Task instructions — Give back exactly the lines from the one containing "Reviewer note: check that each instance of the curved" through the end of the records, including both, and no others.

BEGIN Exercise inputs

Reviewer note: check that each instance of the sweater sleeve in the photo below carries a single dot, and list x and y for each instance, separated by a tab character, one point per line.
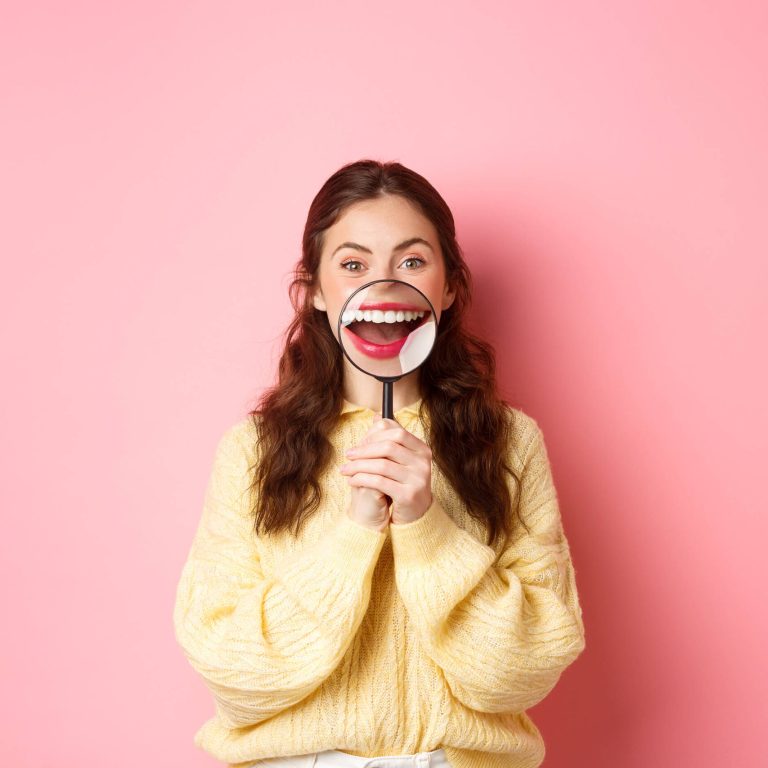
264	641
502	629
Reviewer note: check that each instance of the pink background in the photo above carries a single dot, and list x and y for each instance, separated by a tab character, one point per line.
606	164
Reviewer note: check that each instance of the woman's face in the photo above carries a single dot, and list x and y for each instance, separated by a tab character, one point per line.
382	238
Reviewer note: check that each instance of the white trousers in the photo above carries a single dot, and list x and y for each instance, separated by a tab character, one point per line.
333	758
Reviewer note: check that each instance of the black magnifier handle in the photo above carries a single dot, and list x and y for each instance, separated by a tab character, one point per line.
386	400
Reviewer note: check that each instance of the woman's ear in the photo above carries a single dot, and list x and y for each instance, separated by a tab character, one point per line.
318	299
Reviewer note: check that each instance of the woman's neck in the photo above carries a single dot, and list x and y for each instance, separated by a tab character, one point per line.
362	389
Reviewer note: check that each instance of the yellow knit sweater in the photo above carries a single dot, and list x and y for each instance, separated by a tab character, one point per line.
374	643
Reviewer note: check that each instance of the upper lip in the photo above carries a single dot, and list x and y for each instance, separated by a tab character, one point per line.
390	305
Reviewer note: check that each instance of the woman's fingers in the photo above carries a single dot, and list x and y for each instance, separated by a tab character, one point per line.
383	449
389	429
377	466
382	484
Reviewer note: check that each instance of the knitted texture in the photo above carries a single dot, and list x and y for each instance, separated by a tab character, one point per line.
378	643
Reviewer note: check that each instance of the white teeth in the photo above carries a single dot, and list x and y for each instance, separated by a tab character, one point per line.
377	316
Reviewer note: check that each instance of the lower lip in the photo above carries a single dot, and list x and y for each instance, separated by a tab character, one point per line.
371	349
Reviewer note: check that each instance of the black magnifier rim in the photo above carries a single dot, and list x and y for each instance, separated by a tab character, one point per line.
341	314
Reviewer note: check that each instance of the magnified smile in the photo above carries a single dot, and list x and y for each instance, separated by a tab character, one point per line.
380	329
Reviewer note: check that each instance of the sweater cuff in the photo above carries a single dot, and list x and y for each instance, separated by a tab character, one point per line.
426	540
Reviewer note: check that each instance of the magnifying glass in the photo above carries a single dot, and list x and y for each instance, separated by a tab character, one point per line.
387	329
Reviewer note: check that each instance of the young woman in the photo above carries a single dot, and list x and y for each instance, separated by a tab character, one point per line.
335	629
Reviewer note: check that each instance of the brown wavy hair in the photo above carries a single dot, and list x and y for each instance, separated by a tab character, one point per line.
468	422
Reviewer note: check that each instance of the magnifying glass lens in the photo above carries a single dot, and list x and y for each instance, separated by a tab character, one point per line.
387	328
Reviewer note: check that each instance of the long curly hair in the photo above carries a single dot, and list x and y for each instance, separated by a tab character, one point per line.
468	422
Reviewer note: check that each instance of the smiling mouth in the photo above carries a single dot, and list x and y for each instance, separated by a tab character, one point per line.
380	330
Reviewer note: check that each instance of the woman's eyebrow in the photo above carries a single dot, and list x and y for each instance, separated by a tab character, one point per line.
405	244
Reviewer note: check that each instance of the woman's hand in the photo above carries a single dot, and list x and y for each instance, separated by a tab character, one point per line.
395	463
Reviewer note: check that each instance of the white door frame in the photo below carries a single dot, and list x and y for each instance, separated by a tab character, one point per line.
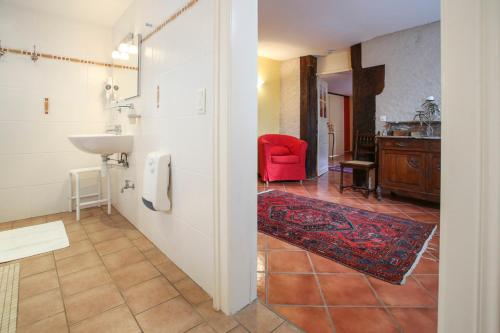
469	292
469	268
235	154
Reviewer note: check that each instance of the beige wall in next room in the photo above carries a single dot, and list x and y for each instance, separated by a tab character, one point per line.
269	95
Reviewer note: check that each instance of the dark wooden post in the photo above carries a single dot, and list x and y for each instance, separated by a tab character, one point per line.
309	111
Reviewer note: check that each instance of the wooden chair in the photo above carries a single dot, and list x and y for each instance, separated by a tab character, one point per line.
364	160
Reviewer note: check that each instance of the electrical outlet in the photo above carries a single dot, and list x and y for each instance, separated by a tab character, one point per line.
201	101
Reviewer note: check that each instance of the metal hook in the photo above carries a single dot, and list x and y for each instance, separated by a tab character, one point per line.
2	52
34	55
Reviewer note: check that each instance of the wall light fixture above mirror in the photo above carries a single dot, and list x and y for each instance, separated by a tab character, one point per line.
126	79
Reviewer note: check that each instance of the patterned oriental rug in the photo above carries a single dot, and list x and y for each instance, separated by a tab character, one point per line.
380	245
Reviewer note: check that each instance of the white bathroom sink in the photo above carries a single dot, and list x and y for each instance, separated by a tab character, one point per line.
103	144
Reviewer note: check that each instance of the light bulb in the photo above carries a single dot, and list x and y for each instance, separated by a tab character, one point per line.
124	56
132	49
123	48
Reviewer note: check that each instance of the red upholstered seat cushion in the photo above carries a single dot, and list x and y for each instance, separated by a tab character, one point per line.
279	151
285	159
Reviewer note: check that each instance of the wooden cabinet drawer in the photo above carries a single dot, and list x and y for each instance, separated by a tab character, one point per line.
434	145
402	144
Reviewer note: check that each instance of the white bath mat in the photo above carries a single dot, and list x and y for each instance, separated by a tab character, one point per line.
28	241
9	291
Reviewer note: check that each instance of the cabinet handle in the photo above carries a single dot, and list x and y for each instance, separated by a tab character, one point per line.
413	162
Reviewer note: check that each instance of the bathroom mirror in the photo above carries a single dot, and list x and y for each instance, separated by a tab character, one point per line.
126	67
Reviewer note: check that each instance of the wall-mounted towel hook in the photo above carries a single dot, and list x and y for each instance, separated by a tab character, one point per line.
2	52
34	55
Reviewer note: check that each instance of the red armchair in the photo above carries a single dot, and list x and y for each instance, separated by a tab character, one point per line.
281	157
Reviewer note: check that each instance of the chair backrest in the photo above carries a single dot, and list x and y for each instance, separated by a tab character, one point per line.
364	147
278	139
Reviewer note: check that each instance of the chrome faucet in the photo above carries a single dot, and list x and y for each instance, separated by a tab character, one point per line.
128	185
116	129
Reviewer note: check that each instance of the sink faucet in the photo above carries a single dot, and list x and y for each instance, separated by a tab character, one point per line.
117	129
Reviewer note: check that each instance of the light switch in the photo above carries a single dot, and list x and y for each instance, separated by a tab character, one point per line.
201	101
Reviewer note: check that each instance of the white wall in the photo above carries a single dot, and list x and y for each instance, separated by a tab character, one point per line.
412	70
35	154
178	59
290	98
335	62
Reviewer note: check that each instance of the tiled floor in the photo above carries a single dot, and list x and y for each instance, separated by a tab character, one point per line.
113	279
320	295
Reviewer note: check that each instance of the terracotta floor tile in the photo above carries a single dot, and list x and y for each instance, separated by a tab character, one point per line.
289	261
77	236
148	294
123	258
342	289
191	291
39	307
430	282
257	318
171	272
261	241
96	226
324	265
104	235
92	302
239	329
132	233
416	320
409	208
74	249
310	319
155	256
427	266
37	264
5	226
131	275
409	294
202	328
216	319
287	328
293	289
37	284
261	261
174	316
84	280
77	263
118	320
111	246
362	320
276	244
143	243
54	324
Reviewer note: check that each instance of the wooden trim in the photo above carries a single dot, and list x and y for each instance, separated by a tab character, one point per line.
347	124
309	111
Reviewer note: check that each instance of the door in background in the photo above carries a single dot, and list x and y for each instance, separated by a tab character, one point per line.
336	119
323	145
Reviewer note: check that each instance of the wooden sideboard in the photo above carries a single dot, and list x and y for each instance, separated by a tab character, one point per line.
409	167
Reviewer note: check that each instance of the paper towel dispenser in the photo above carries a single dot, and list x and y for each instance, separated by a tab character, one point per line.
156	181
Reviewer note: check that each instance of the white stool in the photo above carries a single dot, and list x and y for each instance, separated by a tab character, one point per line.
78	204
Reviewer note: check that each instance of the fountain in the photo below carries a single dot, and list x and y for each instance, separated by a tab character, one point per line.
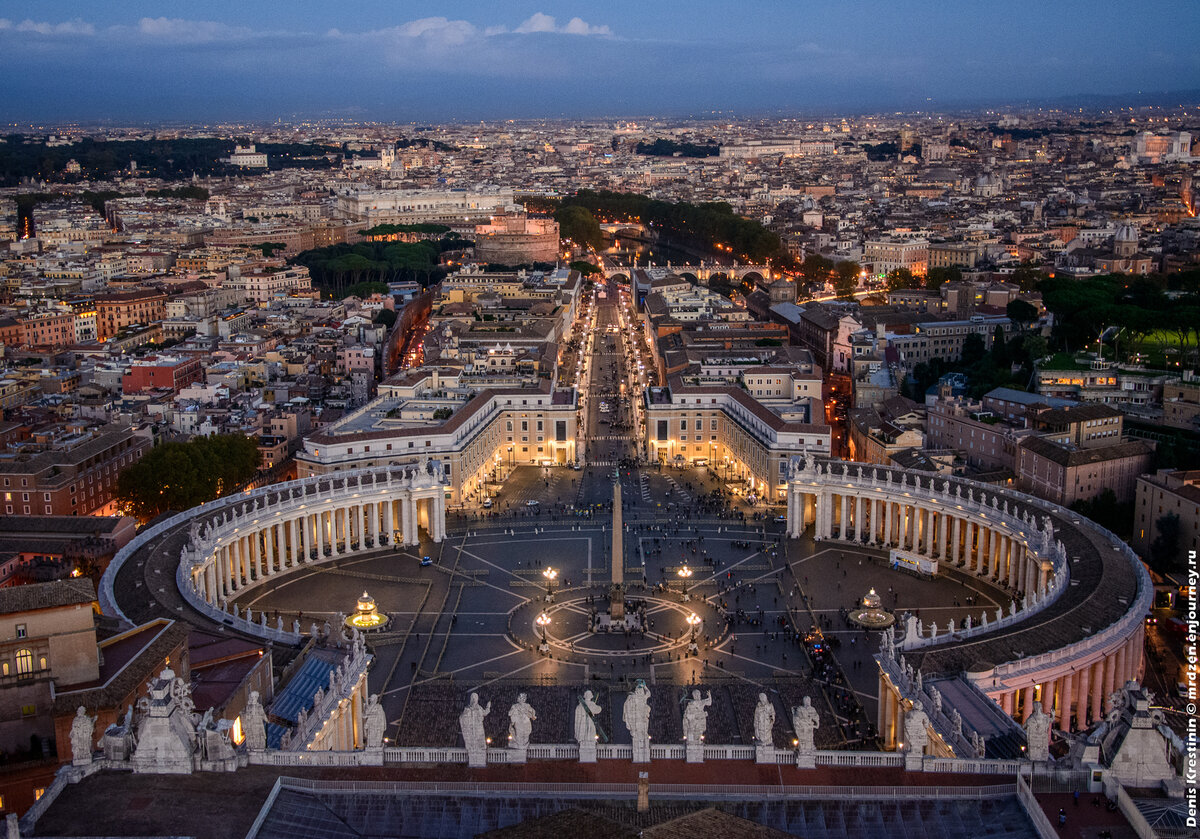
366	616
871	613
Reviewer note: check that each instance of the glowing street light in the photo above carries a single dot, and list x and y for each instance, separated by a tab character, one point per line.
684	575
694	622
543	621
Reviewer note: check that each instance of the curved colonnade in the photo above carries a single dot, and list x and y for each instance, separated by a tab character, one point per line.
240	541
1072	635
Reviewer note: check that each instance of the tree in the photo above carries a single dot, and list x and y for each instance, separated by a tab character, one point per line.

END Exercise inputs

Reply —
Reviewer note: check that each instance of the curved colonnade in the photo above carries a single dot, and list x and y for each instance, separated by a tab character, one point per line.
240	541
1072	635
Reviewer note: check that each instance of the tree in the photo above carries a single dot, and list x and y for each instance, separated by a tab character, one point per line.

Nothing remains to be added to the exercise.